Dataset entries
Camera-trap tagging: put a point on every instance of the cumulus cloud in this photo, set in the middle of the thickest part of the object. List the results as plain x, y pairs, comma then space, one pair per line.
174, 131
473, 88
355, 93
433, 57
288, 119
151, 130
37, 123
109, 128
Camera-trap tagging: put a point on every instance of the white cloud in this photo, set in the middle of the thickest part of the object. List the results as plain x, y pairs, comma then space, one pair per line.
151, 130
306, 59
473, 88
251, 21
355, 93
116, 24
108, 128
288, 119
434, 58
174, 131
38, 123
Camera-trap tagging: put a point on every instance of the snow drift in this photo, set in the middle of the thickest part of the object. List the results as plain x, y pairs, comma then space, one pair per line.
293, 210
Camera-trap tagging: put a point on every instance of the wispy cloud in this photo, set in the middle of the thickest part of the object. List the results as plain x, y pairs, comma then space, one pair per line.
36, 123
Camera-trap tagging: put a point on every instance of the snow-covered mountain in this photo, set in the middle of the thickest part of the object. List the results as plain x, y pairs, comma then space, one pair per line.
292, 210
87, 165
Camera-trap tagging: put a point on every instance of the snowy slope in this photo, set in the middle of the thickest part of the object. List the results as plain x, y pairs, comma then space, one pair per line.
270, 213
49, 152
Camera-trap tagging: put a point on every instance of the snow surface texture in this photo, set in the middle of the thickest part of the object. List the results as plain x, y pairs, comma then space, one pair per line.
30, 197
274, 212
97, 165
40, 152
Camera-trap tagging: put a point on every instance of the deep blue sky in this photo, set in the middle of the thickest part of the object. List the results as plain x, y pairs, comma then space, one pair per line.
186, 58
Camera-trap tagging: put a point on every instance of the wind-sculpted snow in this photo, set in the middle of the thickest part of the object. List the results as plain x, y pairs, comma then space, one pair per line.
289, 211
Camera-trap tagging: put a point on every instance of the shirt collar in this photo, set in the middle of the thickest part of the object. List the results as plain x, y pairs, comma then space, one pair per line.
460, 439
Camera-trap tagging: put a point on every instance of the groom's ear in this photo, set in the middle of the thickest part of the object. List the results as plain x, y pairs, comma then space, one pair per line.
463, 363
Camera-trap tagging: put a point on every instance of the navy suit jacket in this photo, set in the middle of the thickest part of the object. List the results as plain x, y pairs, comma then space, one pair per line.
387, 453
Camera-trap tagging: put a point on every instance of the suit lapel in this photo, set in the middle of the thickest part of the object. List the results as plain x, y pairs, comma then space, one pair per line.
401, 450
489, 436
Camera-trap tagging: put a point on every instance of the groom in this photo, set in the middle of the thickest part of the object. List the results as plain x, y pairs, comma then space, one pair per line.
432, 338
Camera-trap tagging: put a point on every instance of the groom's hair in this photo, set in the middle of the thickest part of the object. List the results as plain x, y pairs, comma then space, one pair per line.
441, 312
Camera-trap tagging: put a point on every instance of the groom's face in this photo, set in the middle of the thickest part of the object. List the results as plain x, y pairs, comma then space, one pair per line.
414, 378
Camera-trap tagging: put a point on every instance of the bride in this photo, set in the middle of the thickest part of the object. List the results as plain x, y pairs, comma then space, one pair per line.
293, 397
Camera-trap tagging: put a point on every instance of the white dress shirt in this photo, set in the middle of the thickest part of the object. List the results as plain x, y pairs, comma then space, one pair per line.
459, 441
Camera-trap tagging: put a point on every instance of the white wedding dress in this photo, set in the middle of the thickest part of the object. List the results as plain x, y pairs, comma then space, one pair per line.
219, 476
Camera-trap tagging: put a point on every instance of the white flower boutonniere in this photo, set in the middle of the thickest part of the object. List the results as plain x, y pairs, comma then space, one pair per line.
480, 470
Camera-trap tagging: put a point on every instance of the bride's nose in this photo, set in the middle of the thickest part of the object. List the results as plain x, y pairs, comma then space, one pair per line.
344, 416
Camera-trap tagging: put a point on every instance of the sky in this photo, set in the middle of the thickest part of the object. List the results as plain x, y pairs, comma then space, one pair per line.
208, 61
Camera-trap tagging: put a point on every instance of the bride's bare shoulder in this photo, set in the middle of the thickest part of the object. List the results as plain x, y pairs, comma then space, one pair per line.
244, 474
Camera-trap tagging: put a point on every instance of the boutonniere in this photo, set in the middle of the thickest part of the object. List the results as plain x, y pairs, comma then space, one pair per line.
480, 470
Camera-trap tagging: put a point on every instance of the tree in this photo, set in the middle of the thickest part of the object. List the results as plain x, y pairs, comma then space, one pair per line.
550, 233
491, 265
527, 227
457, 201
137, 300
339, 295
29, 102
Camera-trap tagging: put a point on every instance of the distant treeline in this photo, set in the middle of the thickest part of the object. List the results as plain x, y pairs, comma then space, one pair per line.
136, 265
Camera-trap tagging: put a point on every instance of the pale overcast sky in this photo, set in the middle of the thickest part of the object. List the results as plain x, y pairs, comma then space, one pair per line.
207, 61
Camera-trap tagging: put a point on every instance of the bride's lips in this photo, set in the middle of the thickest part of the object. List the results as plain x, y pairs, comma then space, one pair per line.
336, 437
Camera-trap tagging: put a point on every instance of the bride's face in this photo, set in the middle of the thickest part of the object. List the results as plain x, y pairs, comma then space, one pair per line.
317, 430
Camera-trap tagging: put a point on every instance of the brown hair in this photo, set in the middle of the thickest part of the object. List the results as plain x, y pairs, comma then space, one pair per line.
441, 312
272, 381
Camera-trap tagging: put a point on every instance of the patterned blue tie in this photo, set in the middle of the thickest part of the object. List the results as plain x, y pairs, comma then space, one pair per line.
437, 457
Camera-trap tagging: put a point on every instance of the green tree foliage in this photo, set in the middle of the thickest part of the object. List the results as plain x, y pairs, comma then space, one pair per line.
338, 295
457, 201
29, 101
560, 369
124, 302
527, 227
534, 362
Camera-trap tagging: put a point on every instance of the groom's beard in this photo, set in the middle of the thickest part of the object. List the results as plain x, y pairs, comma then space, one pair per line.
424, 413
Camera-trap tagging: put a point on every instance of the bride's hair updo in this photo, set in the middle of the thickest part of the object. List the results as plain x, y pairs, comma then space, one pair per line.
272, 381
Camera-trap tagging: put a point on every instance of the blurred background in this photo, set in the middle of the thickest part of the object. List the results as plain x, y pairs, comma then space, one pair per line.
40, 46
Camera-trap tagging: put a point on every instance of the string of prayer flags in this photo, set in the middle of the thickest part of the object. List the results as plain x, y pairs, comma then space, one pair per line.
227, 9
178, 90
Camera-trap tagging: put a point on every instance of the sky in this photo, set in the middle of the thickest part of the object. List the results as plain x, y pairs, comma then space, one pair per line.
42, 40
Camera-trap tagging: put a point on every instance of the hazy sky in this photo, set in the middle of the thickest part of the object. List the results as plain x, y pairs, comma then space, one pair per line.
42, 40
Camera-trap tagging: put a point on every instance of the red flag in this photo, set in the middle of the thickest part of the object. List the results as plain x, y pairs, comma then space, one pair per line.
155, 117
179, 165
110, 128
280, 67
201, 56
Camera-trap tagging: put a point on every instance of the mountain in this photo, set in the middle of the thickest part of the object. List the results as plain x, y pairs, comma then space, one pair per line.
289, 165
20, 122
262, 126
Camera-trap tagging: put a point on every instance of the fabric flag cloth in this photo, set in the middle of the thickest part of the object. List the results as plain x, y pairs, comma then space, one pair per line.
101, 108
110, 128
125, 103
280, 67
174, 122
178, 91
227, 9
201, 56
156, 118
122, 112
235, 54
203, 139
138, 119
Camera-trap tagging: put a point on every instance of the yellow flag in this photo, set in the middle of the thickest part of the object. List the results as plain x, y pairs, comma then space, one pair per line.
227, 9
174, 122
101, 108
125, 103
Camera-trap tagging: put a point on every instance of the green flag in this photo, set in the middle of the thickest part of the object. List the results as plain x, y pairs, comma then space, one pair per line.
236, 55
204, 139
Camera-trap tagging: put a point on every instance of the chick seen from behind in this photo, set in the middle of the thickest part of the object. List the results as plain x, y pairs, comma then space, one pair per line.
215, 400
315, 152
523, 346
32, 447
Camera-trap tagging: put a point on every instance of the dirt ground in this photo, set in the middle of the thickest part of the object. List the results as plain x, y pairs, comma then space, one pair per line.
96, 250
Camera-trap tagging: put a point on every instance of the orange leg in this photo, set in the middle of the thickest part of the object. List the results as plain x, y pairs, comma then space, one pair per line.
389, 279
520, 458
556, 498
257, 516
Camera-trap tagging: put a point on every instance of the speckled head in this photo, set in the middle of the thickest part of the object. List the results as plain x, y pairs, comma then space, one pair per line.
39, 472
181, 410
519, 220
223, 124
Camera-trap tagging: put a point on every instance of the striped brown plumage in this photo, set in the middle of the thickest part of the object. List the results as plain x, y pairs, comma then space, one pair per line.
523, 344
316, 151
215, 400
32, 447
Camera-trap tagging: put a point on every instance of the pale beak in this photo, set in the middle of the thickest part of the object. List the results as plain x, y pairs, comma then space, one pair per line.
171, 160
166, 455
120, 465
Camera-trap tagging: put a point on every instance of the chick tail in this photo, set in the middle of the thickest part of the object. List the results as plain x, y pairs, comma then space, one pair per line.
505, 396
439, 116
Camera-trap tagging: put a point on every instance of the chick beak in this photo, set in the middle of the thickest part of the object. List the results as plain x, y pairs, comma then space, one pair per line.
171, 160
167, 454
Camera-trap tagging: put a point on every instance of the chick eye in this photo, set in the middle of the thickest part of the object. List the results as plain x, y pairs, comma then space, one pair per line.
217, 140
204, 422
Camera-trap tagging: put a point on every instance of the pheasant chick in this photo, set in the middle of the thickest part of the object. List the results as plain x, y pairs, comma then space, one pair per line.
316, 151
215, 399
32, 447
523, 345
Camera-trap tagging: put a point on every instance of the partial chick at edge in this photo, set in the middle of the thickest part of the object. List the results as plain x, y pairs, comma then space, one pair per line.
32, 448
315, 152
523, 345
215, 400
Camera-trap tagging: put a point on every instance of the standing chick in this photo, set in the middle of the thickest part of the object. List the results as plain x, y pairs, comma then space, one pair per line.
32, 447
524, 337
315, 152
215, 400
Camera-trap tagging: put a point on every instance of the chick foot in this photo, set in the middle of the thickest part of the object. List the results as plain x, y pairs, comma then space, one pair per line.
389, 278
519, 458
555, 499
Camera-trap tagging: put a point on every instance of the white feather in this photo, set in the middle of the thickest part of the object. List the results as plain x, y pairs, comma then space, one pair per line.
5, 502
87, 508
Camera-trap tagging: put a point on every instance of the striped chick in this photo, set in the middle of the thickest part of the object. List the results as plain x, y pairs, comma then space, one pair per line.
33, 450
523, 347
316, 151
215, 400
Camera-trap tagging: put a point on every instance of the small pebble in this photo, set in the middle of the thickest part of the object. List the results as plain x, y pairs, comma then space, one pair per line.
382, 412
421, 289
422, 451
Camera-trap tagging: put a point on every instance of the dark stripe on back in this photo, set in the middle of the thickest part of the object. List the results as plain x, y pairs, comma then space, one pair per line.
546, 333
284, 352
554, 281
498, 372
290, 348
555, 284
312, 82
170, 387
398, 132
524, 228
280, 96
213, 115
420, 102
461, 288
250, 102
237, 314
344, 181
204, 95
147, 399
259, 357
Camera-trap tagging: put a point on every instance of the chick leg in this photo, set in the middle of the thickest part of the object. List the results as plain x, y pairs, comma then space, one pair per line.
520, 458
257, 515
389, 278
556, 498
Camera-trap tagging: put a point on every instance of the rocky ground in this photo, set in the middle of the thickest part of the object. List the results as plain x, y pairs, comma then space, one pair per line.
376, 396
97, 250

## Action item
Once the line with "Camera-trap tagging: put a point on every instance of the rocky" is found, transcribe it and each line after it through the final line of the entries, exactly and only.

## The completed task
Camera-trap tagging: put a point on every instance of the rocky ground in this photo, set in the middle of the thickest part of the object. List the results as plain x, y pairs, comma then space, one pair per line.
376, 396
97, 250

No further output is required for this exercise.